▶ **記述問題 1**: 下のレコードから、文字列「snow」を含む行をすべて絞り込み、そのまま書き写してください。大文字と小文字は区別します。
==*==
2015年の9月17日は昭和39(1964)年の東京オリンピックを前に日本サッカーの強化を託されて8位入賞を果たし、続くメキシコ市オリンピックでは銅メダルを獲得させたデットマール・クラマー代行監督(暫定扱い)の命日でした。90歳でした。
クライマー代行監督は1925年にドイツでもフランスに近いでドルトムントで生まれ、第2次世界大戦の都市空襲で市街地の3分の2が廃墟と化す経験をして成長しました。
若い頃にはプロ・サッカー選手としてドイツ国内で活躍しましたが、膝の故障のため1951年に26歳の若さで引退すると指導者として経験を積み、西ドイツ・ユースの監督時代には18歳だった後のサッカー界の皇帝・フランツ・アントン・ベッケンバウアーさんを抜擢して英才教育を施しています。
ローマ・オリンピックが開催された1960年になると日本ではオリンピック種目でも国内の競技人口が少なく共通した基本動作も確立されずに企業・大学単位の指導者流が横行していたサッカーの強化が問題になり、西ドイツ・ユースで実績を上げてコーチ(野球とは概念が異なる)協会会長を務めていたクラマー代行監督に白羽の矢を立てました。
==*==
▶ **記述問題 2**: 上の本文から、「クライマー代行監督は1925」で始まり「監督に白羽の矢を立てました。」で終わる部分を、一字一句変えずに抜き出してください。

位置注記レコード
==*==
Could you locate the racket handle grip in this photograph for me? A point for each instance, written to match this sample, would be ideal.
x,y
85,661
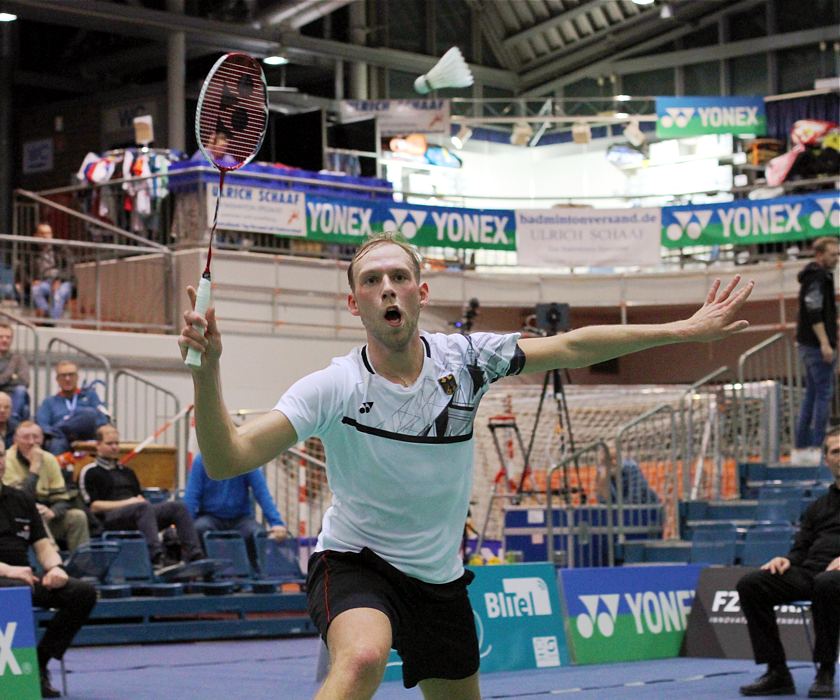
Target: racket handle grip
x,y
202,303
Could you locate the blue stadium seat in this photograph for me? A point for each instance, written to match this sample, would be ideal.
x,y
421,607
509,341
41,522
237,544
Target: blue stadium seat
x,y
714,545
763,542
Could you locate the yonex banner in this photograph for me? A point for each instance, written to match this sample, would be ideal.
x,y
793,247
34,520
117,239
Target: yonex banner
x,y
575,237
19,677
352,220
517,617
679,117
629,613
745,222
396,117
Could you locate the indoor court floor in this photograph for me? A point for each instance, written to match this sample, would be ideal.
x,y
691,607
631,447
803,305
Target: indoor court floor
x,y
285,670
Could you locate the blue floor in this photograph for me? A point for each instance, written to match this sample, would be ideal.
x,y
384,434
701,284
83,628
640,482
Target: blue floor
x,y
285,670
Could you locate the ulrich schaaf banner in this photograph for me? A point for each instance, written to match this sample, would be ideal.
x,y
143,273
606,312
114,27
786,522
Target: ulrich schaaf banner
x,y
396,117
629,613
258,209
680,117
342,220
517,619
575,237
745,222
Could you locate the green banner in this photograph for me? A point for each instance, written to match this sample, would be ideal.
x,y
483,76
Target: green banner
x,y
745,222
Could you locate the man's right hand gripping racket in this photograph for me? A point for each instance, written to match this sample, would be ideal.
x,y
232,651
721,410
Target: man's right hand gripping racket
x,y
230,124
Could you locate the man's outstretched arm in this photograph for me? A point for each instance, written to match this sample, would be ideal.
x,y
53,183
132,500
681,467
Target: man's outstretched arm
x,y
226,449
716,319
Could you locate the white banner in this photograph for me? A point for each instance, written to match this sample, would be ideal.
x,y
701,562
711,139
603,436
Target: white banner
x,y
258,209
396,117
574,237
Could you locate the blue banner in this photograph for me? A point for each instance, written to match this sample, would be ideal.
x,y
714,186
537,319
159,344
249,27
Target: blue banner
x,y
680,117
628,613
744,221
517,618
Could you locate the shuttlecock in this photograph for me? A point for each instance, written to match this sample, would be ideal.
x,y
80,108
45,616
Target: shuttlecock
x,y
450,71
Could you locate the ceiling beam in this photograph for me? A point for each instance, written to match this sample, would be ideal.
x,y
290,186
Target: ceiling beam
x,y
598,67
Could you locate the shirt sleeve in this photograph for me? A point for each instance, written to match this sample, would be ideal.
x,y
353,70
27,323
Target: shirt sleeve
x,y
495,353
312,403
261,493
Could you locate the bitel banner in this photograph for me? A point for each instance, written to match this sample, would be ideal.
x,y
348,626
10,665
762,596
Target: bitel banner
x,y
628,613
718,629
745,222
679,117
517,618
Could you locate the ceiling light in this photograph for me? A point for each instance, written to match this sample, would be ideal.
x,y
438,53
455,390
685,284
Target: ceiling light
x,y
463,135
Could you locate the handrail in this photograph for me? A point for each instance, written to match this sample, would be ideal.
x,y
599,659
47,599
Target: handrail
x,y
35,369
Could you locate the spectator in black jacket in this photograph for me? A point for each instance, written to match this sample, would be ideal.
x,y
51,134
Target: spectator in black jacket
x,y
21,527
816,336
114,495
811,571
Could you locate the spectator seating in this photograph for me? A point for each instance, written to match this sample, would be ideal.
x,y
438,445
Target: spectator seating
x,y
714,544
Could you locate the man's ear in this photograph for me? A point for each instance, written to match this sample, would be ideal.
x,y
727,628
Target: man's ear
x,y
424,294
352,306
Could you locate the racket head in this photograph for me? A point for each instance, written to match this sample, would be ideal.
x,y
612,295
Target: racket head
x,y
232,112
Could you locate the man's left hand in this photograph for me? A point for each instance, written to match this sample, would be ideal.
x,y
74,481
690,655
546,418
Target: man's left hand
x,y
716,319
54,578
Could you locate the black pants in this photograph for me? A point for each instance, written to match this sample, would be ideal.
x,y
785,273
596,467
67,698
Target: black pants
x,y
73,601
760,591
149,518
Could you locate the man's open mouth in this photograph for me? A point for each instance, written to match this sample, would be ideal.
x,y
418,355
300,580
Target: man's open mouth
x,y
393,315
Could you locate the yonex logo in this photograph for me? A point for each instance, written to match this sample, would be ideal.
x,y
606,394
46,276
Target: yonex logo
x,y
828,212
677,116
405,222
7,657
690,223
604,620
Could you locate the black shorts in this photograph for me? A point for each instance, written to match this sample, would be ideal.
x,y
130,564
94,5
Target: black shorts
x,y
432,625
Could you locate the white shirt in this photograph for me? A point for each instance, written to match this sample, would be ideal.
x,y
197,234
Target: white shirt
x,y
399,459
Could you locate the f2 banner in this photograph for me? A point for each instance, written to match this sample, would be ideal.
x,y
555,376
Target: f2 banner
x,y
352,220
744,222
19,676
627,614
517,619
679,117
588,237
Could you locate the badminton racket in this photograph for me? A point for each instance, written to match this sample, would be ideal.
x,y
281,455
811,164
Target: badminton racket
x,y
230,124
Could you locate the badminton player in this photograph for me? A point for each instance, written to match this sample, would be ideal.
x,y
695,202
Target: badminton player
x,y
396,418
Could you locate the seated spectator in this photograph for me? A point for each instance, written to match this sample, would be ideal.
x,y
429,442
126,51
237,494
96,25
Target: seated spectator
x,y
7,422
51,284
634,486
72,413
113,493
38,473
227,505
14,374
21,527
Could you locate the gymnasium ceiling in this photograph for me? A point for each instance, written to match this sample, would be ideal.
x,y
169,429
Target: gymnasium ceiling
x,y
71,48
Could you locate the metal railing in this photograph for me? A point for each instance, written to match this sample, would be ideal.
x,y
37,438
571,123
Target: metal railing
x,y
767,395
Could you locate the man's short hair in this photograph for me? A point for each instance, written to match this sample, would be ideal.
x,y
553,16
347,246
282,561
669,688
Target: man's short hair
x,y
830,433
382,239
821,244
102,429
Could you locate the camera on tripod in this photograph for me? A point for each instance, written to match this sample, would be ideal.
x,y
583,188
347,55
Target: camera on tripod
x,y
553,318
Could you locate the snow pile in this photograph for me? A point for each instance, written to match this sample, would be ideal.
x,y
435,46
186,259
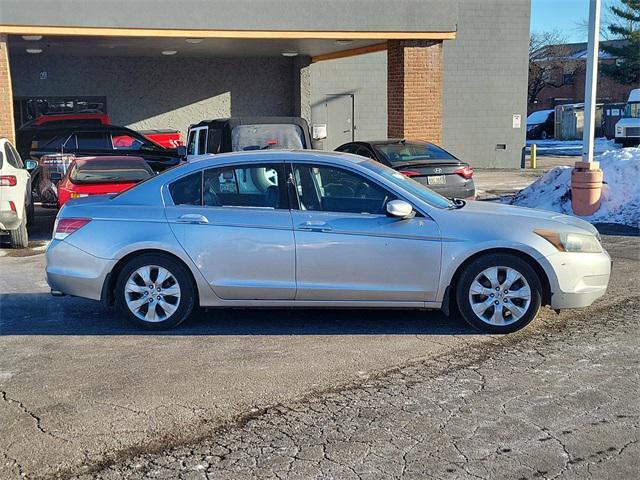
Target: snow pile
x,y
620,194
570,147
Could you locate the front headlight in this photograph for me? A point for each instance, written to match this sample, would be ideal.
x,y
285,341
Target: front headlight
x,y
571,242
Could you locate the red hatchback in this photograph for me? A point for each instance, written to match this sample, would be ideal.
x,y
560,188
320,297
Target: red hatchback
x,y
101,176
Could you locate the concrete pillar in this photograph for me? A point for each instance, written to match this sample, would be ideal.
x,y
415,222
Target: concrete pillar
x,y
414,89
7,127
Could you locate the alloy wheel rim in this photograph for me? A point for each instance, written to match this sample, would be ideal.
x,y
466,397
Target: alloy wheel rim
x,y
152,293
499,296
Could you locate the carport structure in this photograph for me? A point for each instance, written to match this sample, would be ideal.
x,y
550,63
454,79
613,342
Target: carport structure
x,y
155,64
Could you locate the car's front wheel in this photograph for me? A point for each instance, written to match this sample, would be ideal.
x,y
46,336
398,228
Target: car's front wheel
x,y
155,292
499,293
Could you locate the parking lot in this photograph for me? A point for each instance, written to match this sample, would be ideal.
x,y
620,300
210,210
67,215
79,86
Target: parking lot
x,y
81,388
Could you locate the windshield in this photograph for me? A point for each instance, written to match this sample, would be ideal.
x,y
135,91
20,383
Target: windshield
x,y
538,117
413,187
398,153
632,110
266,136
110,171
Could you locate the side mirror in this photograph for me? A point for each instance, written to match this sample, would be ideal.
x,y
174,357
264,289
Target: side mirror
x,y
399,208
30,165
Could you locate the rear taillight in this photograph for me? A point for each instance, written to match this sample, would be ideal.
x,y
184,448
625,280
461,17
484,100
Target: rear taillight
x,y
8,181
465,172
66,226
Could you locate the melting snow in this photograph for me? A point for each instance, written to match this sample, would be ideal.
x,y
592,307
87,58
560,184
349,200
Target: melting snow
x,y
620,194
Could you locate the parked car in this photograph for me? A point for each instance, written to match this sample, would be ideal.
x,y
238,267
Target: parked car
x,y
247,133
206,234
541,125
168,138
425,162
101,176
88,141
16,204
628,127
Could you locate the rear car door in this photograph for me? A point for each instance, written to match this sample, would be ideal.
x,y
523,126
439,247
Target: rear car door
x,y
235,224
348,249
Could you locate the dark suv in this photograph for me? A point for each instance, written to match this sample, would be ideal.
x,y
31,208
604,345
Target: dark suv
x,y
84,140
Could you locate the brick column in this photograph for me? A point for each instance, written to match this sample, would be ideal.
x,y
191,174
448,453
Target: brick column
x,y
414,89
7,128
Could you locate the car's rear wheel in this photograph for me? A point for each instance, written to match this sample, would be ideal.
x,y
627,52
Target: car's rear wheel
x,y
19,237
155,292
499,293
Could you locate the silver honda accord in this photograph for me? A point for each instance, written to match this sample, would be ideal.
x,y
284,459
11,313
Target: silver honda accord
x,y
317,229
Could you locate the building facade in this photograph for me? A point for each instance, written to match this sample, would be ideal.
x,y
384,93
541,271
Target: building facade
x,y
454,72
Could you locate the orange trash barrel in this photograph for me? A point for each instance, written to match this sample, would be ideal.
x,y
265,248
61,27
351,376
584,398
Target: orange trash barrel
x,y
586,188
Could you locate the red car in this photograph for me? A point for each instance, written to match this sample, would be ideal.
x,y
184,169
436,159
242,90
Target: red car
x,y
166,138
101,176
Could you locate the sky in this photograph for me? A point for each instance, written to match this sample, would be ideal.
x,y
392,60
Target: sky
x,y
563,15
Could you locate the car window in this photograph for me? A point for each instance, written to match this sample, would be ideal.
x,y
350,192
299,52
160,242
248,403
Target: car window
x,y
202,141
123,141
191,142
214,140
331,189
90,141
403,152
266,136
12,159
187,190
244,186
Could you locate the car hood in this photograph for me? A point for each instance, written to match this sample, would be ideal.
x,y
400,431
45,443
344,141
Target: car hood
x,y
528,215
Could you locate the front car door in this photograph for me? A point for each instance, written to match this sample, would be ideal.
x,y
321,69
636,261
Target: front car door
x,y
235,224
348,249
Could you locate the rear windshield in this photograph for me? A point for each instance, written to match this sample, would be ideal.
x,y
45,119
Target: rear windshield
x,y
398,153
110,171
266,136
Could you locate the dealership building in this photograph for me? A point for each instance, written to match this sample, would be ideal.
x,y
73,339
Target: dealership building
x,y
450,71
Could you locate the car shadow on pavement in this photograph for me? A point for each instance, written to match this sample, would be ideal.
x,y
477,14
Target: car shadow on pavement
x,y
41,314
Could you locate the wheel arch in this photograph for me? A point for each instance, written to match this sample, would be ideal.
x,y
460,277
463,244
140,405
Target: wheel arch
x,y
537,267
108,288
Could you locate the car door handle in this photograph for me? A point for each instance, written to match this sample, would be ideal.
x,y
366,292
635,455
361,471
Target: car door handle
x,y
193,218
315,226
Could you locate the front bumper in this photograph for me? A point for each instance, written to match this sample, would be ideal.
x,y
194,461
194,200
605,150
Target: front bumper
x,y
577,279
75,272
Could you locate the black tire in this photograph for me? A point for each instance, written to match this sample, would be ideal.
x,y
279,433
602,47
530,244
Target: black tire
x,y
185,303
505,260
19,237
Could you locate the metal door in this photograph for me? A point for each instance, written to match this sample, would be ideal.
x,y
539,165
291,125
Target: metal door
x,y
339,120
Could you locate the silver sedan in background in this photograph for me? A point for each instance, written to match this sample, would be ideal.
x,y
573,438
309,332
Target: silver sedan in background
x,y
317,229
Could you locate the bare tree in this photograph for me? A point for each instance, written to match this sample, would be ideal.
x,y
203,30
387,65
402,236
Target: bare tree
x,y
548,52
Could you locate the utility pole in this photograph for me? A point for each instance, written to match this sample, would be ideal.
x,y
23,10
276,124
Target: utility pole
x,y
586,178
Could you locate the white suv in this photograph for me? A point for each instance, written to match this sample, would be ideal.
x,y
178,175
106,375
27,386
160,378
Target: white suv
x,y
16,206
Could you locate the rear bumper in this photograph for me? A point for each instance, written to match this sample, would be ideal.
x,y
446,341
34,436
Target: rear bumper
x,y
72,271
578,279
9,220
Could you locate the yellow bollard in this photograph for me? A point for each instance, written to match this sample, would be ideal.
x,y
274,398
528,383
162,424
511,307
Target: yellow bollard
x,y
534,154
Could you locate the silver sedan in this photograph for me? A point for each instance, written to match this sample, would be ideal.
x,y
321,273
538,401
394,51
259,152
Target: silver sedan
x,y
317,229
==*==
▶ **解答 1**:
Could you locate the snow pile in this photograph for me? A point for each instance, written to match this sample, would be ideal.
Target: snow pile
Could you locate the melting snow in this photograph for me? A point for each instance, written to match this sample, would be ideal.
Target: melting snow

▶ **解答 2**:
クライマー代行監督は1925年にドイツでもフランスに近いでドルトムントで生まれ、第2次世界大戦の都市空襲で市街地の3分の2が廃墟と化す経験をして成長しました。
若い頃にはプロ・サッカー選手としてドイツ国内で活躍しましたが、膝の故障のため1951年に26歳の若さで引退すると指導者として経験を積み、西ドイツ・ユースの監督時代には18歳だった後のサッカー界の皇帝・フランツ・アントン・ベッケンバウアーさんを抜擢して英才教育を施しています。
ローマ・オリンピックが開催された1960年になると日本ではオリンピック種目でも国内の競技人口が少なく共通した基本動作も確立されずに企業・大学単位の指導者流が横行していたサッカーの強化が問題になり、西ドイツ・ユースで実績を上げてコーチ(野球とは概念が異なる)協会会長を務めていたクラマー代行監督に白羽の矢を立てました。